EXERCISE TASK | Return the material below line for line, leaving out the pictures.

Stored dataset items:

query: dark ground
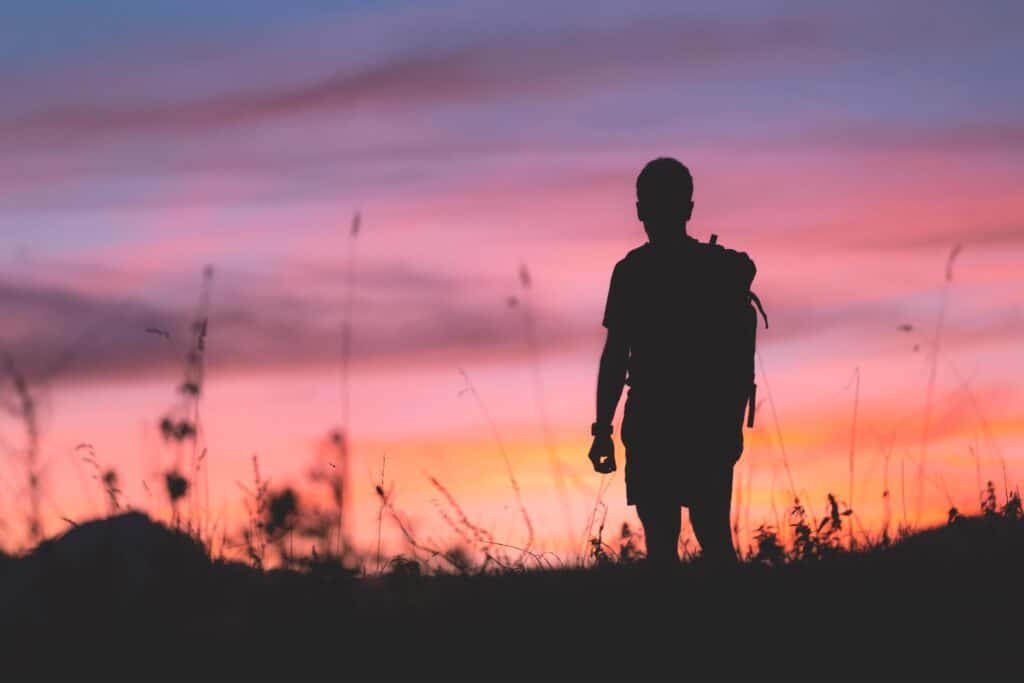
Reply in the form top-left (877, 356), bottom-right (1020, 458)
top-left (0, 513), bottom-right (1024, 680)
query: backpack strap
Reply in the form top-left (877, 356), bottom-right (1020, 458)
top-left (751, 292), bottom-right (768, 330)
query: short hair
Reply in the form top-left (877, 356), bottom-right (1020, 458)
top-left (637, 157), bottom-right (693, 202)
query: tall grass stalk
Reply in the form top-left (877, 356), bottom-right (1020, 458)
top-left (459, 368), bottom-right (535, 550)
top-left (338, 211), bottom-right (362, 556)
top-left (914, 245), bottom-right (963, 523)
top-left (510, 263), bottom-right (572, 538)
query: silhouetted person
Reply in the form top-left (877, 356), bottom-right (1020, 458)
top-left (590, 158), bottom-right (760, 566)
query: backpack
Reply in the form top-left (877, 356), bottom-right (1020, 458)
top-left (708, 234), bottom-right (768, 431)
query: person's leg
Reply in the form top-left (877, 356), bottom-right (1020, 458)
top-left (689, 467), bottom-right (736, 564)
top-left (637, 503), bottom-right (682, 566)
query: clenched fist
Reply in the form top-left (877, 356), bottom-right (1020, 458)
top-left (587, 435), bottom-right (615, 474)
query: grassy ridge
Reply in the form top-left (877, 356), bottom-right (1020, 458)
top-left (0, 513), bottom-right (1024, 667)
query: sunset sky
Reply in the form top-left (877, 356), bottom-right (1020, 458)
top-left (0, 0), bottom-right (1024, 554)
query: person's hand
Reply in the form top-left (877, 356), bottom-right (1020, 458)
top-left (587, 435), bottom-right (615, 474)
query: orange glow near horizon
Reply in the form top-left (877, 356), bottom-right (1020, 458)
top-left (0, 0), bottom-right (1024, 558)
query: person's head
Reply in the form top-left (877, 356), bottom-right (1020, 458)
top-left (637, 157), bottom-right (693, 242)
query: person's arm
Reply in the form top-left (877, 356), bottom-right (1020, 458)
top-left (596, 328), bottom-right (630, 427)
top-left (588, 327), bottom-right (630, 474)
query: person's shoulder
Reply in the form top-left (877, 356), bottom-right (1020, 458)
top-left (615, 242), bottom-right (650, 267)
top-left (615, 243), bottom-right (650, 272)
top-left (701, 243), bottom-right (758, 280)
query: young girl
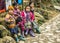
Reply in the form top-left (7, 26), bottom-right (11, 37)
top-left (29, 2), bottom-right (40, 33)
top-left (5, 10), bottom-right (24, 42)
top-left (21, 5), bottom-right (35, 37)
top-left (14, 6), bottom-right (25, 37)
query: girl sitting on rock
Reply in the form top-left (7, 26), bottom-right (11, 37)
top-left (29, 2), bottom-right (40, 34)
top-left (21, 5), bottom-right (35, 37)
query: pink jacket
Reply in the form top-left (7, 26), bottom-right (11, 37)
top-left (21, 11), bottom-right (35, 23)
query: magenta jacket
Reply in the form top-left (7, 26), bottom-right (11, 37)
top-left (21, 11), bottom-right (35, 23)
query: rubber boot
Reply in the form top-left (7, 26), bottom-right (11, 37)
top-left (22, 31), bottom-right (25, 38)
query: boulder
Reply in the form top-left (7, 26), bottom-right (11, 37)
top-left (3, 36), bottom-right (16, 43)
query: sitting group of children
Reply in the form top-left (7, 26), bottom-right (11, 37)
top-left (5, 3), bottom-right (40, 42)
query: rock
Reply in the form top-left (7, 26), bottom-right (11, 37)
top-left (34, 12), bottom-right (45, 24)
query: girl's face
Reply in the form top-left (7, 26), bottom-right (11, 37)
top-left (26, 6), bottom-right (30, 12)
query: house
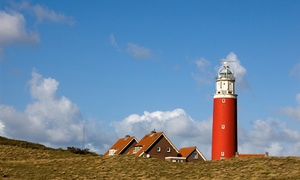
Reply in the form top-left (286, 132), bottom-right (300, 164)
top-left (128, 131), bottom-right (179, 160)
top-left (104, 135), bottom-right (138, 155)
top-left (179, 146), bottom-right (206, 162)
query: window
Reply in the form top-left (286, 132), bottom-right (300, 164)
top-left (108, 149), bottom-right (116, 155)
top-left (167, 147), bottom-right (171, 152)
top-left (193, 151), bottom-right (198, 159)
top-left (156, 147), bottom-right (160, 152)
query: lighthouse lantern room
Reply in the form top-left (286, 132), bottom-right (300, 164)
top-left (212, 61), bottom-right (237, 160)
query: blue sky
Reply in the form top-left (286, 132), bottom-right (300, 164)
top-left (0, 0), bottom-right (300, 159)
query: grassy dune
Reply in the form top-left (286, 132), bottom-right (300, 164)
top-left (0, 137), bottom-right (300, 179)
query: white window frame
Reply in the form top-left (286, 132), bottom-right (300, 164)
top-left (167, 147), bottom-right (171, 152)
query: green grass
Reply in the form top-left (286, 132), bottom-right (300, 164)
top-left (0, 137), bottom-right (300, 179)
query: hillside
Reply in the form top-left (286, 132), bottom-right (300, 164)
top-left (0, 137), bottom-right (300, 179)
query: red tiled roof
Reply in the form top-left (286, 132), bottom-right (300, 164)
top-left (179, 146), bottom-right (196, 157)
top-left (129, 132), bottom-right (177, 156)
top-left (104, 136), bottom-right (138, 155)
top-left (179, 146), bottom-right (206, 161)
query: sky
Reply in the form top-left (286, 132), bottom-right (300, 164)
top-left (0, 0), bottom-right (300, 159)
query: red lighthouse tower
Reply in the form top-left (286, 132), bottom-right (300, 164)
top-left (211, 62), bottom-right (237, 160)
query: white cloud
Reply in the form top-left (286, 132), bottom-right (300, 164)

WRITTEN REPLY |
query: dark ground
Reply in the form top-left (877, 356), bottom-right (1020, 458)
top-left (0, 513), bottom-right (1024, 680)
query: backpack strap
Reply in the form top-left (877, 356), bottom-right (1020, 458)
top-left (751, 292), bottom-right (768, 330)
query: short hair
Reply in the form top-left (877, 356), bottom-right (1020, 458)
top-left (637, 157), bottom-right (693, 202)
query: tall grass stalk
Reply in the form top-left (877, 356), bottom-right (1020, 458)
top-left (459, 368), bottom-right (535, 550)
top-left (338, 211), bottom-right (362, 556)
top-left (914, 245), bottom-right (963, 523)
top-left (510, 263), bottom-right (572, 538)
query: silhouetted person
Reply in the form top-left (877, 356), bottom-right (1020, 458)
top-left (590, 158), bottom-right (760, 566)
query: backpack
Reply in the form top-left (877, 356), bottom-right (1020, 458)
top-left (708, 234), bottom-right (768, 431)
query: person's leg
Reply in the form top-left (877, 356), bottom-right (1020, 458)
top-left (689, 467), bottom-right (736, 564)
top-left (637, 503), bottom-right (682, 566)
query: clenched fist
Reply in the form top-left (877, 356), bottom-right (1020, 458)
top-left (587, 435), bottom-right (615, 474)
query: grassy ridge
Reply in the form top-left (877, 356), bottom-right (1020, 458)
top-left (0, 513), bottom-right (1024, 667)
query: sunset sky
Reply in the form top-left (877, 356), bottom-right (1020, 458)
top-left (0, 0), bottom-right (1024, 554)
query: person's hand
Reply in the form top-left (877, 356), bottom-right (1020, 458)
top-left (587, 435), bottom-right (615, 474)
query: orange glow near horizon
Reply in the form top-left (877, 356), bottom-right (1020, 458)
top-left (0, 0), bottom-right (1024, 558)
query: person's head
Reply in the form top-left (877, 356), bottom-right (1020, 458)
top-left (637, 157), bottom-right (693, 242)
query: person's arm
Reply in the form top-left (877, 356), bottom-right (1020, 458)
top-left (596, 328), bottom-right (630, 427)
top-left (588, 327), bottom-right (630, 474)
query: person's shoulder
Reply in the form top-left (877, 356), bottom-right (1020, 458)
top-left (615, 242), bottom-right (650, 267)
top-left (615, 243), bottom-right (650, 272)
top-left (701, 243), bottom-right (758, 280)
query: young girl
Reply in the form top-left (7, 26), bottom-right (11, 37)
top-left (29, 2), bottom-right (40, 33)
top-left (5, 10), bottom-right (24, 42)
top-left (21, 5), bottom-right (35, 37)
top-left (14, 6), bottom-right (25, 37)
query: girl sitting on rock
Reply in the form top-left (7, 26), bottom-right (11, 37)
top-left (29, 2), bottom-right (40, 34)
top-left (21, 5), bottom-right (35, 37)
query: pink jacket
Reply in the form top-left (7, 26), bottom-right (11, 37)
top-left (21, 11), bottom-right (35, 23)
query: magenta jacket
Reply in the form top-left (7, 26), bottom-right (11, 37)
top-left (21, 11), bottom-right (35, 23)
query: rubber boot
Reply in the form top-left (7, 26), bottom-right (11, 37)
top-left (22, 31), bottom-right (25, 38)
query: boulder
Reply in the form top-left (7, 26), bottom-right (11, 37)
top-left (3, 36), bottom-right (16, 43)
query: sitting group of children
Reply in the form top-left (7, 26), bottom-right (11, 37)
top-left (5, 3), bottom-right (40, 42)
query: rock
Reply in the form top-left (7, 26), bottom-right (11, 37)
top-left (34, 12), bottom-right (45, 24)
query: girl's face
Reply in the form top-left (7, 26), bottom-right (11, 37)
top-left (26, 6), bottom-right (30, 12)
query: house
Reply in the form top-left (286, 132), bottom-right (300, 164)
top-left (128, 131), bottom-right (179, 160)
top-left (104, 135), bottom-right (138, 155)
top-left (179, 146), bottom-right (206, 162)
query: window
Reply in the form top-left (286, 132), bottom-right (300, 164)
top-left (108, 149), bottom-right (116, 155)
top-left (167, 147), bottom-right (171, 152)
top-left (193, 151), bottom-right (198, 159)
top-left (156, 147), bottom-right (160, 152)
query: lighthouse lantern room
Reply in the form top-left (286, 132), bottom-right (300, 164)
top-left (212, 61), bottom-right (237, 160)
query: blue sky
Reply in the form top-left (286, 132), bottom-right (300, 164)
top-left (0, 0), bottom-right (300, 159)
query: grassy dune
Reply in the form top-left (286, 132), bottom-right (300, 164)
top-left (0, 137), bottom-right (300, 179)
query: white window frame
Reply in the form top-left (286, 132), bottom-right (300, 164)
top-left (167, 147), bottom-right (171, 152)
query: green grass
Reply in the form top-left (286, 132), bottom-right (300, 164)
top-left (0, 137), bottom-right (300, 179)
query: hillside
Reply in the form top-left (286, 132), bottom-right (300, 164)
top-left (0, 137), bottom-right (300, 179)
query: red tiled roof
Reply in the form top-left (286, 132), bottom-right (300, 164)
top-left (179, 146), bottom-right (196, 157)
top-left (129, 132), bottom-right (177, 156)
top-left (104, 136), bottom-right (138, 155)
top-left (179, 146), bottom-right (206, 161)
query: sky
Reply in the form top-left (286, 132), bottom-right (300, 164)
top-left (0, 0), bottom-right (300, 159)
query: red lighthouse tower
Reply in the form top-left (286, 132), bottom-right (300, 164)
top-left (211, 62), bottom-right (237, 160)
query: white cloud
Reply in the form top-left (286, 132), bottom-right (300, 164)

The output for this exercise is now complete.